Supplied text
Studio album by Grand Theft Audio
- Released: 3 October 2000
- Recorded: 1998–2000
- Genre: Alternative rock; alternative metal; indie rock; indietronica;
- Length: 47:04
- Label: London-Sire Records
- Producer: Grand Theft Audio

Grand Theft Audio chronology
|  | Blame Everyone (2000) | Pass Me the Conch (2022) |

Singles from Blame Everyone
- "We Luv U" Released: 22 September 2000; "Stoopid Ass" Released: 30 January 2001;

= Blame Everyone =

Blame Everyone is the debut studio album released by British rock band Grand Theft Audio, which received generally positive reviews. It was released in October 2000 in the United Kingdom under London-Sire Records.

==Singles==
The album features two singles: "Stoopid Ass" and "We Luv U". Both of these songs have appeared in the UK Top 1000 charts and have been soundtracks for the movie Dude, Where's My Car?. The songs "Avarice", "Wake Up" (shown as "Wake Up In Your Own Mind"), "Dead Man Leaving" and "As Good As It Gets" appeared on the 2001 racing simulation video game Gran Turismo 3: A-Spec on PlayStation 2.

Exercises
A) Reproduce the whole Blame Everyone article word for word.
B) Find every line of the listing that contains the word "center", and copy each of those lines.
The Blame Everyone article and the listing are unrelated to each other.

Entries
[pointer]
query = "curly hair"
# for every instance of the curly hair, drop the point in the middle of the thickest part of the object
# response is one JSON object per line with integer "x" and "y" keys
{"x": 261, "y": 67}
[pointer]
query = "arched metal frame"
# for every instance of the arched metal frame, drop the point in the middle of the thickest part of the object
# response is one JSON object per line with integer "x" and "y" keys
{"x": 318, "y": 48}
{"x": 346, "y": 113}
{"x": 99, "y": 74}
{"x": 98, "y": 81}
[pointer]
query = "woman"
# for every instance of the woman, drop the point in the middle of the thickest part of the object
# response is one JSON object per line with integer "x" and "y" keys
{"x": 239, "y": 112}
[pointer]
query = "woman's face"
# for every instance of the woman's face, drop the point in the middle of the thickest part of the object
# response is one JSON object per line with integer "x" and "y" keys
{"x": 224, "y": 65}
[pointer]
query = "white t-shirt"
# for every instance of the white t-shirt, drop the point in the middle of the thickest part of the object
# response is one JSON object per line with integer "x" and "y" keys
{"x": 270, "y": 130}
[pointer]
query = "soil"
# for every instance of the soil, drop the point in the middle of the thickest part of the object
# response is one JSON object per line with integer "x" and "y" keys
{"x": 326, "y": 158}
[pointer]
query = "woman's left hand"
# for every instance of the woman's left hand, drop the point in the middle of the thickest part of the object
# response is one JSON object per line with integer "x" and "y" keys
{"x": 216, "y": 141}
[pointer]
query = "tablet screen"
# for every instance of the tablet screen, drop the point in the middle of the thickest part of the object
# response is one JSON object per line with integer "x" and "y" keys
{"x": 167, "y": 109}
* * *
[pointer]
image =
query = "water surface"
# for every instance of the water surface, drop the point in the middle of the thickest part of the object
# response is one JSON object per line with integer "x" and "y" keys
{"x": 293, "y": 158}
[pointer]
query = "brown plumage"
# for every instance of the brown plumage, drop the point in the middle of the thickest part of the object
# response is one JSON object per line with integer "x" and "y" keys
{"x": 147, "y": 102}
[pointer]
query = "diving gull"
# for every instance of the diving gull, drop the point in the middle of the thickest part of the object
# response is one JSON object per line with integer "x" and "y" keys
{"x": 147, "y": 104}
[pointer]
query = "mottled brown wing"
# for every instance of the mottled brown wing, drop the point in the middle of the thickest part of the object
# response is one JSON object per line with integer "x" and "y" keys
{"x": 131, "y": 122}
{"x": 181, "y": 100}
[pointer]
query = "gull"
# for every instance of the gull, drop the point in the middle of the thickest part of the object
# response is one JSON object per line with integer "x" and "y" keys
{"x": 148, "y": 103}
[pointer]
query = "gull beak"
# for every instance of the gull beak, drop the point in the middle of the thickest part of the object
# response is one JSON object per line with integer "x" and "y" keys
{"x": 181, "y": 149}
...
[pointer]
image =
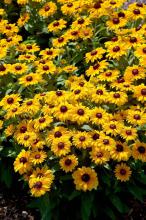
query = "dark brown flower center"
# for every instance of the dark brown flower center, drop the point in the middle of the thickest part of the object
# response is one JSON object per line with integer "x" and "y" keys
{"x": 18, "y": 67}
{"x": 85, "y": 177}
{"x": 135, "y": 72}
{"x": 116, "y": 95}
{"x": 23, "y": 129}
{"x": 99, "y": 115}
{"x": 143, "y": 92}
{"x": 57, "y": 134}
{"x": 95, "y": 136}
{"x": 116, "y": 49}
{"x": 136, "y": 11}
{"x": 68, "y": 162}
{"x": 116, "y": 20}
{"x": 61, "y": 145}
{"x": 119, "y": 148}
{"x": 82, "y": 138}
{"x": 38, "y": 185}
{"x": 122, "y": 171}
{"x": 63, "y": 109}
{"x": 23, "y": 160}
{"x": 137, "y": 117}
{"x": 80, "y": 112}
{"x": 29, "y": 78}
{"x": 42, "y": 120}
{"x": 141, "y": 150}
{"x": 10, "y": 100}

Answers to the tasks
A)
Studio album by Grand Theft Audio
- Released: 3 October 2000
- Recorded: 1998–2000
- Genre: Alternative rock; alternative metal; indie rock; indietronica;
- Length: 47:04
- Label: London-Sire Records
- Producer: Grand Theft Audio

Grand Theft Audio chronology
|  | Blame Everyone (2000) | Pass Me the Conch (2022) |

Singles from Blame Everyone
- "We Luv U" Released: 22 September 2000; "Stoopid Ass" Released: 30 January 2001;

= Blame Everyone =

Blame Everyone is the debut studio album released by British rock band Grand Theft Audio, which received generally positive reviews. It was released in October 2000 in the United Kingdom under London-Sire Records.

==Singles==
The album features two singles: "Stoopid Ass" and "We Luv U". Both of these songs have appeared in the UK Top 1000 charts and have been soundtracks for the movie Dude, Where's My Car?. The songs "Avarice", "Wake Up" (shown as "Wake Up In Your Own Mind"), "Dead Man Leaving" and "As Good As It Gets" appeared on the 2001 racing simulation video game Gran Turismo 3: A-Spec on PlayStation 2.

B)
query = "dark brown flower center"
# for every instance of the dark brown flower center, drop the point in the middle of the thickest part of the object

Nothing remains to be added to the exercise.